[Source data]

================

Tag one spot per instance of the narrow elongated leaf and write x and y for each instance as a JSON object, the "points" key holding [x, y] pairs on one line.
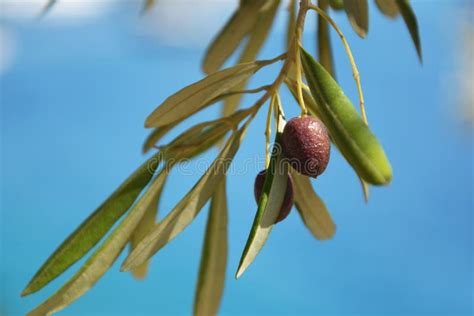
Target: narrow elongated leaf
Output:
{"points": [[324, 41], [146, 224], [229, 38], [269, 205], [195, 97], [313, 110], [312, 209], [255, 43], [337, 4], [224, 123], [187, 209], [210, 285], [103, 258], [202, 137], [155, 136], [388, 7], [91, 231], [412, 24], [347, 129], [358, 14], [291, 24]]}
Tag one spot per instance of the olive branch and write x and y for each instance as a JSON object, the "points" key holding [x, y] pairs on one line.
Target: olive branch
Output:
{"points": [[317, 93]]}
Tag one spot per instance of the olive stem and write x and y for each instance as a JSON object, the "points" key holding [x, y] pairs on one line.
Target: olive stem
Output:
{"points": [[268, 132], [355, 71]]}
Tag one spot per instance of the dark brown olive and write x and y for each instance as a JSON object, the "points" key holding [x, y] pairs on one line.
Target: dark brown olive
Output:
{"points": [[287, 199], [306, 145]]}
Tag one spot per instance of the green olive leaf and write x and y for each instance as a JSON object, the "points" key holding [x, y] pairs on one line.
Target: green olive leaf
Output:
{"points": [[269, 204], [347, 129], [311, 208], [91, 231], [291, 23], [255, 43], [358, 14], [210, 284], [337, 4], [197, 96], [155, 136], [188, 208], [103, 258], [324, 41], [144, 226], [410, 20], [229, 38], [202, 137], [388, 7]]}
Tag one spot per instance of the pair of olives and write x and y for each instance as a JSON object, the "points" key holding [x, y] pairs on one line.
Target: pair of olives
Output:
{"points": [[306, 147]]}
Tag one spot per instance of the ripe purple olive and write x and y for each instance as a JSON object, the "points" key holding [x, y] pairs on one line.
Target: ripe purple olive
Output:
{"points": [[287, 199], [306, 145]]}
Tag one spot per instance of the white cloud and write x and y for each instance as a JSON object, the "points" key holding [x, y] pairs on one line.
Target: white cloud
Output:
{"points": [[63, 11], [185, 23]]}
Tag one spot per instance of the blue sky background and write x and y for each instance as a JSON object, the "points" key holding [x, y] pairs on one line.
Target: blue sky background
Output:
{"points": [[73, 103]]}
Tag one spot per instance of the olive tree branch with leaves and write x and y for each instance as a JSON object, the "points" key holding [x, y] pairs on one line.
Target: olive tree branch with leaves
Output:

================

Task requirements: Begin at the row that has "Tag one spot per instance of the green" and go on through the last row of the source data. Write those rows out again with "Target" changed to "Object" and everything else left the same.

Task answer:
Tag one spot per instance of the green olive leaf and write x and y for each instance as a JSON object, the "points" key holding [x, y] pairs on one line.
Object: green olive leaf
Output:
{"points": [[269, 204], [347, 129], [311, 208], [91, 231], [291, 23], [255, 43], [358, 14], [210, 284], [337, 4], [197, 96], [155, 136], [188, 208], [103, 258], [324, 41], [144, 226], [410, 20], [229, 38], [202, 137], [388, 7]]}
Tag one spot per instance of the pair of olives and write x and y for each instance as a JSON object, the "points" key holding [x, y] pairs on one line.
Object: pair of olives
Output:
{"points": [[306, 147]]}
Tag one spot per instance of the ripe purple olive and write x and y for each instance as a JSON object, the "points" key holding [x, y] pairs on one line.
Object: ripe purple olive
Output:
{"points": [[287, 199], [306, 145]]}
Tag one spot per instance of the white cloud and write x and y for each instance as a JSON object, the "points" key holding [x, y] pairs on one line.
Object: white cloud
Output:
{"points": [[63, 11], [185, 23]]}
Tag one spot per instance of the blue sky background and write x and y for each instance as a JSON object, the "points" key holding [x, y] pairs on one line.
Object: blue sky background
Output:
{"points": [[73, 103]]}
Tag one spot per instance of the olive tree branch with leaves and write x and y for each instance as a JSON object, the "points" key holding [x, y] pairs on one line.
Object: olive tree branch with leaves
Output:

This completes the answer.